▸ **PROVIDED TEXT**
=-=-=-=-=

Newsgroups: comp.parallel.mpi
From: lederman@hume.super.org (Steve Huss-Lederman)
Subject: Re: Truncated message...
Organization: Supercomputing Research Center, Bowie MD, USA
Date: Thu, 17 Aug 1995 18:29:52 GMT
Message-ID: <LEDERMAN.95Aug17142952@hume.super.org>

My guess is that this message came from MPICH.  I to have had this
happen.  It happens when the amount of data sent is greater than the
size of the recieve buffer posted.  It can happen for many reasons.
Common ones are you receive an unexpected message (sent to wrong
process), you use wildcards and as you do different size problems the
order gets reversed, ...  When converting from NX it can easilty
happen if you forget to scale your message size by the size of the
datatype.  This happens because NX sent bytes but MPI sents #
elements.

=-=-=-=-=

▸ **REQUIRED WORK**
**A)** Name every header field that appears at the top of the MPI newsgroup post.
**B)** Turn the paragraph of the MPI newsgroup post that begins "My guess is that this message came from MPICH" into a short bulleted list that keeps its main facts.
**C)** Reproduce the stretch of the MPI newsgroup post from "Organization: Supercomputing Research" through "for many reasons.".

▸ **SOURCE EXCERPT**

=-=-=-=-=

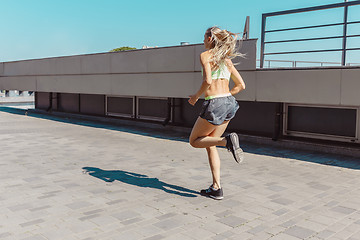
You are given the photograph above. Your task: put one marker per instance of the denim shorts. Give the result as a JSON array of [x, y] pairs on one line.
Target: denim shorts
[[218, 110]]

=-=-=-=-=

▸ **RESULTS FOR THE EXERCISE**
**A)** Newsgroups, From, Subject, Organization, Date, Message-ID

**B)**
- The message probably came from MPICH, and the writer has seen it too.
- It occurs when the data sent is larger than the posted receive buffer.
- Common causes:
  - receiving an unexpected message that was sent to the wrong process
  - using wildcards, so the order gets reversed across different problem sizes
  - when converting from NX, not scaling the message size by the datatype size, because NX sent bytes while MPI sends a number of elements

**C)**
Organization: Supercomputing Research Center, Bowie MD, USA
Date: Thu, 17 Aug 1995 18:29:52 GMT
Message-ID: <LEDERMAN.95Aug17142952@hume.super.org>

My guess is that this message came from MPICH.  I to have had this
happen.  It happens when the amount of data sent is greater than the
size of the recieve buffer posted.  It can happen for many reasons.